→ DATA EXTRACTS
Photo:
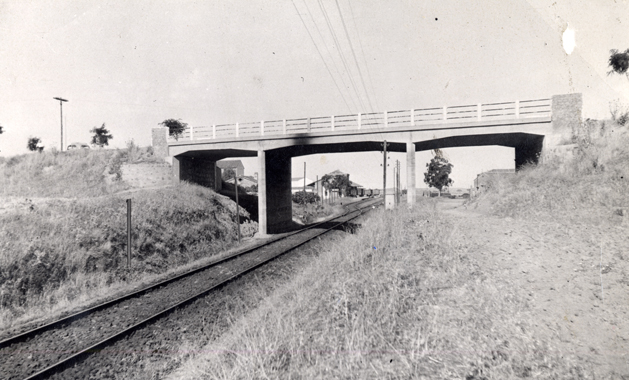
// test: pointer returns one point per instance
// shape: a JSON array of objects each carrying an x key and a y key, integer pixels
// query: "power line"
[{"x": 320, "y": 55}]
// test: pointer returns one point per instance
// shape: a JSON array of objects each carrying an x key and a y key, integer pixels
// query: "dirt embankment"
[{"x": 575, "y": 276}]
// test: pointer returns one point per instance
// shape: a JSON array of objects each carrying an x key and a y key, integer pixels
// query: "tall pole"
[
  {"x": 384, "y": 174},
  {"x": 237, "y": 205},
  {"x": 61, "y": 106}
]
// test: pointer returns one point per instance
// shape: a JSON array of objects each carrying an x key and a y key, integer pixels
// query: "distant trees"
[
  {"x": 340, "y": 182},
  {"x": 34, "y": 144},
  {"x": 101, "y": 136},
  {"x": 438, "y": 174},
  {"x": 619, "y": 62},
  {"x": 175, "y": 127}
]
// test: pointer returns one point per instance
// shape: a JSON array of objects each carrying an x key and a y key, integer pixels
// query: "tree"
[
  {"x": 340, "y": 182},
  {"x": 175, "y": 127},
  {"x": 101, "y": 136},
  {"x": 34, "y": 144},
  {"x": 438, "y": 174},
  {"x": 619, "y": 62}
]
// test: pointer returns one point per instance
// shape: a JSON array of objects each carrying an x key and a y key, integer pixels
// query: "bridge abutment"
[
  {"x": 275, "y": 203},
  {"x": 410, "y": 173},
  {"x": 197, "y": 170}
]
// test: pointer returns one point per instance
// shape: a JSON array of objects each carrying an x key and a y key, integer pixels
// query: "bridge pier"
[
  {"x": 275, "y": 203},
  {"x": 410, "y": 173}
]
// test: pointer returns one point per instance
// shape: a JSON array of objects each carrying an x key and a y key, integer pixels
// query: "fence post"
[{"x": 128, "y": 233}]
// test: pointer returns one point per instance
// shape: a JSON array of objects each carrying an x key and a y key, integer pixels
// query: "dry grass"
[
  {"x": 400, "y": 299},
  {"x": 57, "y": 251},
  {"x": 590, "y": 187}
]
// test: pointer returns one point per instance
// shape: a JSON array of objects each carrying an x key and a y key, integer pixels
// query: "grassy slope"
[
  {"x": 55, "y": 249},
  {"x": 402, "y": 299}
]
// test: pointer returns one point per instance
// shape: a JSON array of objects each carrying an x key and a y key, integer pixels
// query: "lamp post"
[{"x": 61, "y": 106}]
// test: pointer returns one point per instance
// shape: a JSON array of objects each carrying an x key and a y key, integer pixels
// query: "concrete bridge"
[{"x": 529, "y": 126}]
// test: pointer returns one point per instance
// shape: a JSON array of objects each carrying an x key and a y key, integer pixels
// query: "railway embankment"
[
  {"x": 527, "y": 281},
  {"x": 63, "y": 230}
]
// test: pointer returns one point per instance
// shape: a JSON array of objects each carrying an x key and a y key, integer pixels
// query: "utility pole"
[
  {"x": 61, "y": 106},
  {"x": 384, "y": 174}
]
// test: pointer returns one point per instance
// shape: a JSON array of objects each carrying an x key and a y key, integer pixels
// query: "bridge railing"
[{"x": 372, "y": 120}]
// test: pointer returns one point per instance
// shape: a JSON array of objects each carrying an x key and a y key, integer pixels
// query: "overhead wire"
[
  {"x": 339, "y": 49},
  {"x": 328, "y": 51},
  {"x": 320, "y": 55}
]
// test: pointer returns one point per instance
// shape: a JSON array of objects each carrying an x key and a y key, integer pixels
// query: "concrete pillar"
[
  {"x": 410, "y": 173},
  {"x": 262, "y": 194},
  {"x": 160, "y": 142},
  {"x": 566, "y": 113}
]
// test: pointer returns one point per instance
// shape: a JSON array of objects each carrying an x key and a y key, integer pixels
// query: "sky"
[{"x": 133, "y": 64}]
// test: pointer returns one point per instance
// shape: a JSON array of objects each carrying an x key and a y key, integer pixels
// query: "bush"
[{"x": 305, "y": 197}]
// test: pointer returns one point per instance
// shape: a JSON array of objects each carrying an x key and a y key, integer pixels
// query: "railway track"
[{"x": 52, "y": 348}]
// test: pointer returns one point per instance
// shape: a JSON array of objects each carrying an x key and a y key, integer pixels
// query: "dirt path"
[{"x": 558, "y": 266}]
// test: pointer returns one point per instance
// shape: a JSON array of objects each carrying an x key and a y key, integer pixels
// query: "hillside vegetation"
[
  {"x": 456, "y": 294},
  {"x": 63, "y": 228},
  {"x": 591, "y": 186}
]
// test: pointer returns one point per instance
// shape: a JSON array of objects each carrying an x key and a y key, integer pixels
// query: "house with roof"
[
  {"x": 235, "y": 165},
  {"x": 483, "y": 180}
]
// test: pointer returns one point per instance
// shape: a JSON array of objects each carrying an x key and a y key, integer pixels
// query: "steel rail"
[
  {"x": 84, "y": 313},
  {"x": 97, "y": 347}
]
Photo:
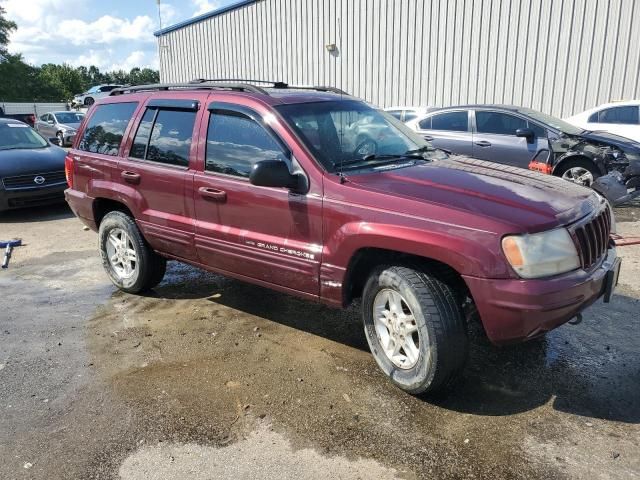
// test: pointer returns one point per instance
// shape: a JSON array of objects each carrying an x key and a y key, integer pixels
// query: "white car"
[
  {"x": 94, "y": 93},
  {"x": 619, "y": 118},
  {"x": 407, "y": 113}
]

→ ACTION ITEM
When you copy the data above, keep each line exact and omit the pictures.

→ REPLY TO THE EXERCISE
Photo:
// test: pointer returns one point per instance
// shape: a JSON array of objects each carrying an x key and a y key, integer pixels
// query: "power line"
[{"x": 320, "y": 55}]
// test: pointer returns one point per instance
// shape: a JSON array of objects each carrying an x key and a y key, integer pixels
// query: "dirt embankment"
[{"x": 575, "y": 276}]
// test: pointer returns one point per instance
// shape: a JSON array of objects each carrying an x key and a y key, integer pixels
// query: "tall pole"
[
  {"x": 384, "y": 174},
  {"x": 237, "y": 205},
  {"x": 61, "y": 106}
]
// test: pointer returns one point per instance
// shape: a JSON array of objects each carrying an x key and a y key, integer pixels
// query: "distant trees"
[
  {"x": 340, "y": 182},
  {"x": 34, "y": 144},
  {"x": 101, "y": 136},
  {"x": 438, "y": 174},
  {"x": 619, "y": 62},
  {"x": 175, "y": 127}
]
// test: pointer returns one point per instance
// shape: a JSON array of objects each carrying an x key and a y key, integer pixels
// query: "tree"
[
  {"x": 340, "y": 182},
  {"x": 175, "y": 127},
  {"x": 101, "y": 136},
  {"x": 34, "y": 144},
  {"x": 438, "y": 174},
  {"x": 619, "y": 62}
]
// test: pointer returns one point per instance
// shape: a JSON array of objects each carrying an x key and a y key, integer pixels
// query: "bridge abutment"
[
  {"x": 275, "y": 203},
  {"x": 410, "y": 173},
  {"x": 197, "y": 170}
]
// test: pointer returns one point per instance
// shape: a JSON array of objects each carrying an x key and a y key, integer pixels
// query: "bridge pier"
[
  {"x": 275, "y": 203},
  {"x": 410, "y": 173}
]
// test: pointer returns one point per instance
// shape: a JSON array of objects each carrying an x key and a y key, integer pixels
// query: "fence post"
[{"x": 128, "y": 233}]
// test: pointer returns one point per instance
// shape: a JSON array of objects each carrying an x key and a y key, integer pixels
// query: "dry grass"
[
  {"x": 400, "y": 299},
  {"x": 57, "y": 251},
  {"x": 590, "y": 187}
]
// test: pointer returns one point per instance
// shape: a JSON array of objects each carrying an x key and a y key, integer pixels
// query: "grassy slope"
[
  {"x": 55, "y": 249},
  {"x": 402, "y": 299}
]
// test: pointer returns one point per instance
// shape: a JSON array of objects each carrying an x key and a y key, integer pixels
// query: "lamp post"
[{"x": 61, "y": 106}]
// test: pointer returns one point per instance
// shape: a JSON array of objects each carrying an x key and a y key, integer pixels
// query: "concrete bridge"
[{"x": 529, "y": 126}]
// test: pointer returns one point per instance
// shape: a JSON array of objects each carrying an x key and a y key, integer pixels
// query: "railway embankment"
[
  {"x": 527, "y": 281},
  {"x": 63, "y": 230}
]
// test: pointer returns one point per instance
// shape: a JSON array of objects each carrying an x key and a y key, integer pixels
// query: "utility pole"
[
  {"x": 61, "y": 106},
  {"x": 384, "y": 174}
]
// test: pointer returns one point per instance
// shape: a JSON array of objects each carrying an x key and a y key, integer pixels
// query: "bridge railing"
[{"x": 372, "y": 120}]
// test: pointer returns one point per instance
// shape: a JSON array of objects each carrying an x key and a y key, integer pixels
// query: "overhead wire"
[
  {"x": 339, "y": 49},
  {"x": 328, "y": 51},
  {"x": 320, "y": 55}
]
// test: pointer returns one point per instance
// shape: a JSON array of objects each carrying an x key and a y key, integer pixels
// query: "concrete pillar"
[
  {"x": 410, "y": 173},
  {"x": 262, "y": 194},
  {"x": 160, "y": 142},
  {"x": 566, "y": 113}
]
// test: pointer returns one point per instance
// shape: a JSON array of objects each carrying an x key and a y key, integer pixels
// query: "sky"
[{"x": 133, "y": 64}]
// test: pointer returns one point per instance
// shape: a JSON array of objects each carrying an x key and a y key, integer pixels
// query: "bush"
[{"x": 305, "y": 197}]
// test: pointer returns one point per instance
// shape: a JSON array of objects each carrying an x key and a y key, integer pixels
// query: "railway track"
[{"x": 52, "y": 348}]
// test: pointer returns one point per instance
// shape: a JSON array of objects each carrying an x key and a y key, integer pixels
// query: "dirt path"
[{"x": 558, "y": 266}]
// test: pointer returns one point per instance
// shape: a JSON array of objects each carrying an x key and a y key, integer pixels
// query: "hillside vegetation"
[
  {"x": 456, "y": 294},
  {"x": 63, "y": 228},
  {"x": 591, "y": 186}
]
// test: pointer returns one point per instance
// shape: a JSON array of objects each carrying an x key and a y key, integer pixels
// query: "house with roof"
[
  {"x": 235, "y": 165},
  {"x": 483, "y": 180}
]
// test: pointer returns one point per instance
// shape: a JSON array of objects each carrying an x key and a y key, integer pixels
// query: "steel rail"
[
  {"x": 84, "y": 313},
  {"x": 97, "y": 347}
]
Photo:
// test: pointer returns one point per instance
// shape: a JSON array of objects each carrying an x key and a y key, integer pixels
// query: "white car"
[
  {"x": 94, "y": 93},
  {"x": 619, "y": 118},
  {"x": 407, "y": 113}
]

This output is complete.